• _Task item_
Your answer must be a word-for-word copy of the listing below, minus its pictures.

━━━━━ Material for the task

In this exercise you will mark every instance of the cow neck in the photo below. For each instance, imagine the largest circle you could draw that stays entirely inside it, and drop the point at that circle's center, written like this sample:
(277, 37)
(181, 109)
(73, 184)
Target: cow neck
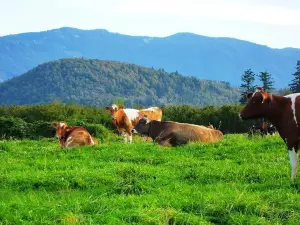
(275, 111)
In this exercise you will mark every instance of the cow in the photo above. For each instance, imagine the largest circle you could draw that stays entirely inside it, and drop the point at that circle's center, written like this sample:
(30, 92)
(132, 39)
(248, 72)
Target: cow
(169, 133)
(210, 126)
(73, 136)
(284, 113)
(126, 119)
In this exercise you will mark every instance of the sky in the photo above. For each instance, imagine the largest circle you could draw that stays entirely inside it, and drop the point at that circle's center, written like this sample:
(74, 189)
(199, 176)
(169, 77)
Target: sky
(275, 23)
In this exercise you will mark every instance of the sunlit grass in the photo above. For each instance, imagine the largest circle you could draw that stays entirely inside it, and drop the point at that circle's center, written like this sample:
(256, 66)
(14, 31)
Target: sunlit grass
(235, 181)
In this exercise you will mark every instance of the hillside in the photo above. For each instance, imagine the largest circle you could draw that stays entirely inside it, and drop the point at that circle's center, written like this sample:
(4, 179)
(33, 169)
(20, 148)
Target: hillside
(222, 59)
(98, 83)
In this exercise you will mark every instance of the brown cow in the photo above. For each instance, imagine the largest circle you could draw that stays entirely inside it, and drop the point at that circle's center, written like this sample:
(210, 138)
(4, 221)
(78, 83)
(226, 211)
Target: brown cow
(284, 113)
(210, 127)
(73, 136)
(126, 119)
(170, 133)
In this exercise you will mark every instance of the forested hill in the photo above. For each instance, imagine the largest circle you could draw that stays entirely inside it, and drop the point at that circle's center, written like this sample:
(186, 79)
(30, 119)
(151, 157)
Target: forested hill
(222, 59)
(98, 83)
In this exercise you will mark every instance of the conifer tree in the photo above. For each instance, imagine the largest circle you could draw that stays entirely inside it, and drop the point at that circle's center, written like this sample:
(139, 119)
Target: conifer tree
(295, 85)
(267, 81)
(247, 85)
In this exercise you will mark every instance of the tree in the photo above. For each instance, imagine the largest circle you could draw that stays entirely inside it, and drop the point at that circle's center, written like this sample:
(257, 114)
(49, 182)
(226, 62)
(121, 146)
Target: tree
(295, 85)
(247, 86)
(267, 81)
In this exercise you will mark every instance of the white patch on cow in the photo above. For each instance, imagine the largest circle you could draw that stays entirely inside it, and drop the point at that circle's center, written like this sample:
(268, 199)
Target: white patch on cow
(294, 163)
(130, 139)
(293, 104)
(62, 124)
(131, 114)
(194, 125)
(115, 107)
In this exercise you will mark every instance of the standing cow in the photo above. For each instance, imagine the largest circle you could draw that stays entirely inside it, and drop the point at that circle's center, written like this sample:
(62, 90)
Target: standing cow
(126, 119)
(73, 136)
(284, 113)
(170, 133)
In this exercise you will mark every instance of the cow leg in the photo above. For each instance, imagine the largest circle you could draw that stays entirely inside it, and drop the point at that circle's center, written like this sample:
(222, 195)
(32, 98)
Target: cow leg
(294, 163)
(129, 135)
(124, 137)
(130, 139)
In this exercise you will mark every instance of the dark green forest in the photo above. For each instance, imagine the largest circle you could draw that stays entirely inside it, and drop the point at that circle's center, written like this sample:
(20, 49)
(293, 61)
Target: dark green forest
(94, 82)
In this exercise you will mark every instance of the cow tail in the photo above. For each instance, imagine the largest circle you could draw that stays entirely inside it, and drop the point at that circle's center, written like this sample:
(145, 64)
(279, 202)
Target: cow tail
(220, 123)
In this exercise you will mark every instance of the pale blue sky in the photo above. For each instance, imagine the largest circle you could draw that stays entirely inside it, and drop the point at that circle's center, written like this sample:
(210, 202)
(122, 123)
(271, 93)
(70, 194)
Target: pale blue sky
(275, 23)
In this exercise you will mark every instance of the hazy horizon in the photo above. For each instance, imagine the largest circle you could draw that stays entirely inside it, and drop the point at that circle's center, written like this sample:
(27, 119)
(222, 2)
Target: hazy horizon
(267, 22)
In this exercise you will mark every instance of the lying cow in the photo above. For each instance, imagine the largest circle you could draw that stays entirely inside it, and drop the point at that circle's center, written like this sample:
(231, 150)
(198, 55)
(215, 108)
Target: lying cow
(284, 113)
(73, 136)
(169, 133)
(126, 119)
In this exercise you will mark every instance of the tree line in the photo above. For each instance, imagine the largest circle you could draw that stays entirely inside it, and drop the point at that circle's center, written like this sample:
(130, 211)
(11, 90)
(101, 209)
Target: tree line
(267, 83)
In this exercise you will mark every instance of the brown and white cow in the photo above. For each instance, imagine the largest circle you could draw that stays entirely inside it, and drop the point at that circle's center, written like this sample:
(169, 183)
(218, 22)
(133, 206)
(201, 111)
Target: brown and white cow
(73, 136)
(126, 119)
(284, 113)
(168, 133)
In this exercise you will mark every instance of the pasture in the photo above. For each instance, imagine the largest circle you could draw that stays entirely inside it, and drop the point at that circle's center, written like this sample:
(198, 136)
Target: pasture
(235, 181)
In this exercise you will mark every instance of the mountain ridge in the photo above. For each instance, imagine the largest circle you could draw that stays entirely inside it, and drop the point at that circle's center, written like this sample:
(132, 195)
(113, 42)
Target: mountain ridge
(213, 58)
(98, 83)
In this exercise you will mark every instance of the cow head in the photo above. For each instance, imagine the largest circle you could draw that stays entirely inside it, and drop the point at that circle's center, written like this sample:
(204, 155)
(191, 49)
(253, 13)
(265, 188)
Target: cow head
(61, 129)
(113, 109)
(142, 126)
(257, 105)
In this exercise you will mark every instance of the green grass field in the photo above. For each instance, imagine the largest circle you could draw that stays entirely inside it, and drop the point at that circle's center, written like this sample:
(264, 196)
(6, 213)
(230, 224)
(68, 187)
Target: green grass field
(236, 181)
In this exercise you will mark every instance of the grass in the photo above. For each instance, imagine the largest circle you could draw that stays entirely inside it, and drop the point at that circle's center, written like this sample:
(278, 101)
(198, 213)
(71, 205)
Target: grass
(235, 181)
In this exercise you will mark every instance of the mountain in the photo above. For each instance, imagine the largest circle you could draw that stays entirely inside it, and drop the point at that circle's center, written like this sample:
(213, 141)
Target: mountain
(222, 59)
(99, 83)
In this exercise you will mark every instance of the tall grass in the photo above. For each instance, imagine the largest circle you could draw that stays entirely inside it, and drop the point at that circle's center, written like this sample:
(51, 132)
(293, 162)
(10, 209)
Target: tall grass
(235, 181)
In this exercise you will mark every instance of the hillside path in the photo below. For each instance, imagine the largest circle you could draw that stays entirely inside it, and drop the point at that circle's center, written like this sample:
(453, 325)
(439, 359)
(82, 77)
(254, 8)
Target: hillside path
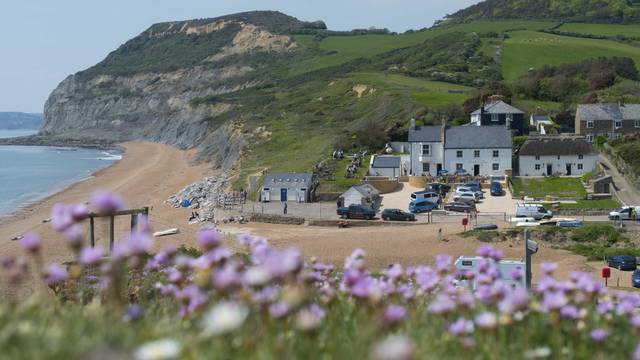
(627, 194)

━━━━━━━━━━

• _Finished exercise_
In this exercise you will mark every instance of the cow neck in the photo below. For each instance, imagine the largest circle you could draw that stays entirely inside it, and drop the point at that circle's center, written like this sample:
(277, 37)
(181, 109)
(73, 184)
Target: cow neck
(275, 111)
In this exercise you will mark every instance of the cow in the photo above. For each instance, imagine the largest circle you could draw that stays entirely inside it, and drop the point at that circle's center, written like this sample:
(30, 92)
(132, 39)
(248, 72)
Target: cow
(169, 133)
(210, 126)
(73, 136)
(284, 113)
(126, 119)
In this exercise you will mark every instance of the sky in the photo above. For each instance, imagine the largest circle you could draw that stays entirely inside it, and drop the point at that circle's center, written like this sample:
(74, 189)
(199, 176)
(169, 77)
Target: sky
(275, 23)
In this exercise you will mark every instance of the sunlit grass in the photo above. For each instance, imagine the largest circle you could draw that stays entirely inside it, and drop the point at that circle's center, written like this sample:
(256, 66)
(14, 31)
Target: sunlit grass
(235, 181)
In this exercise you will mark every instance of the hillside in the photo above. For each instance, imagine the largest circle you could draw that stays entirely inside it, and drop the point at that circle's center, written like this sample:
(4, 179)
(33, 169)
(20, 148)
Target: hillside
(222, 59)
(98, 83)
In this exercise you will mark every instance of the brown cow in the photo above. For each instance, imagine the largest circle you could draw that stays entirely inside it, and drop the point at that circle's center, written like this sample:
(210, 138)
(4, 221)
(78, 83)
(226, 211)
Target: brown cow
(284, 113)
(210, 127)
(73, 136)
(126, 119)
(170, 133)
In this exercise you will mark every instance of the forested hill in the photo above. For each instance, imagine the largest circle you could draw that stays entirely inside it, and drop the point at that circle's center, written like this sample:
(186, 79)
(30, 119)
(151, 157)
Target: forested hill
(222, 59)
(98, 83)
In this exercise you will mark every instance of the conifer tree in the photo above. For each instance, imagine the largest circle you could draw that stays entirely inside it, and drop the point at that circle's center, written like this sample:
(139, 119)
Target: conifer tree
(295, 85)
(267, 81)
(247, 85)
In this exercise you will mark every instance of the tree in the photo above. For each instance, imagine the largest circle you could draw that stays entirely inside it, and drop the point at that circle's center, written like this sample:
(257, 114)
(49, 182)
(226, 62)
(121, 146)
Target: tree
(295, 85)
(247, 86)
(267, 81)
In this exercise you will mark every instance of the white patch on cow in the photo above. For each instance, imagine the largest circle you could draw that stays entirely inside it, and drop the point at that circle's center, written like this sample:
(268, 199)
Target: white patch on cow
(294, 163)
(130, 139)
(293, 104)
(62, 124)
(131, 114)
(194, 125)
(115, 107)
In this exercise you will mark every instance of the standing cow in the photo above. For each instance, imagine the largest circle you could draw that stays entirely inside it, and drop the point at that circle's center, written like this sample:
(62, 90)
Target: standing cow
(126, 119)
(73, 136)
(284, 113)
(170, 133)
In this exercise you will mark every instance of the cow leg in the photo above. For each instance, imagine the largest circle you could draw that stays entirely inside it, and drop the point at that circle's center, written like this sample:
(222, 195)
(32, 98)
Target: cow leg
(294, 163)
(129, 135)
(124, 137)
(130, 139)
In this exercise you will mark every instance of the dark green forest in the photo above. For each instance, imagine the largest circle you could draw that stays entirely inside it, and drop the point at that circle's center, written like this sample:
(20, 49)
(293, 61)
Target: dark green forest
(94, 82)
In this exercise you will mark every instance of the cow tail in the photo above. For each instance, imagine the largest circle you could draw that stays entirely inside it, and drop the point at that circle's center, written like this sample:
(145, 64)
(279, 202)
Target: cow tail
(220, 123)
In this exercise you will mark every instance of the pale blue sky in the photo above. For each instance, imagine the largest circle you could draw that stays entirely inside it, and drop the point at that circle's center, written like this sample:
(210, 202)
(122, 123)
(271, 93)
(70, 194)
Target: pale blue sky
(275, 23)
In this exercise you will mark every instance of the hazy horizon in the photo above. For each instance, imagine the largest circle you could draw that stays entirely inside it, and drop the point at that circle's center, written like this sample:
(27, 119)
(222, 2)
Target: hazy horizon
(267, 22)
In this exercise you will mark every instance of the lying cow in the photo above. For each instance, imagine the largest circle you could draw that stays entirely inside it, and drop the point at that circle's center, written like this sample:
(231, 150)
(198, 55)
(215, 108)
Target: lying cow
(284, 113)
(73, 136)
(169, 133)
(126, 119)
In this exercise you will mark every instance of the tree line in the photo above. For each instance, imagine the largest circle you could draw that stays entirely inside it, and drop the point at that circle's center, written like this sample:
(130, 211)
(11, 90)
(101, 209)
Target: tree line
(267, 83)
In this exercise you will mark every instance of the brown and white cow in the photo above. For each instance, imagine the largest circle you could draw that stays entirely inside it, and drop the point at that circle's center, written like this sample:
(169, 183)
(218, 22)
(133, 206)
(201, 111)
Target: brown and white cow
(73, 136)
(126, 119)
(284, 113)
(168, 133)
In this exercise you will mark every instance of the pasture in the photo above. For each instance, imagine the largest circle you could draw that stays entirely inside it, and drop the point at that circle's center, written like this sample:
(198, 136)
Target: pasture
(235, 181)
In this exercise you will mark every instance of the mountain ridge in the photo above. For each instance, imagine the largest circle you could draw that stays entirely inside it, and drop the point at that circle's center, written like this sample:
(132, 195)
(113, 42)
Target: mountain ridge
(213, 58)
(98, 83)
In this exercise you will mark every instance of the cow head in the photo above. For each instance, imagine the largest circle you could draw that stays entirely inside it, and drop the point at that circle's center, written like this sample:
(204, 155)
(191, 49)
(253, 13)
(265, 188)
Target: cow head
(61, 129)
(113, 109)
(142, 126)
(257, 105)
In this exercise you will mark every instance of the green grass field in the photo above. For each instance, imagine the largest circle you could draw that stays entirely inside it, and drop the point at that circle's center, written like this sample:
(264, 196)
(6, 213)
(230, 224)
(68, 187)
Target: green grass field
(236, 181)
In this exercise you will mark every instance of the grass in the photo above. For each instance, imagine the largest circle you could draw that stays entirely inside it, and drop the point at that circle's center, written like this sample:
(278, 101)
(198, 213)
(71, 205)
Target: grass
(235, 181)
In this exercise you will mark every instance of the mountain in the photo above. For each instance, imagine the largest circle you could draw that stays entirely inside it, and drop the point at that circle's center, written like this sample:
(213, 141)
Target: mountain
(222, 59)
(99, 83)
In this exercise you will mark every instance of the tall grass in the photo above. For each instance, imagine the largest circle you could draw that stays entirely inside it, and drop the point at that circle's center, written like this sample:
(51, 132)
(293, 162)
(10, 209)
Target: tall grass
(235, 181)
In this exercise you will mark every instance of the hillside path in the photo below. For each instance, imagine the largest circle you could draw that stays entirely inside it, and drop the point at that circle's center, written like this sample:
(453, 325)
(439, 359)
(82, 77)
(254, 8)
Target: hillside path
(627, 194)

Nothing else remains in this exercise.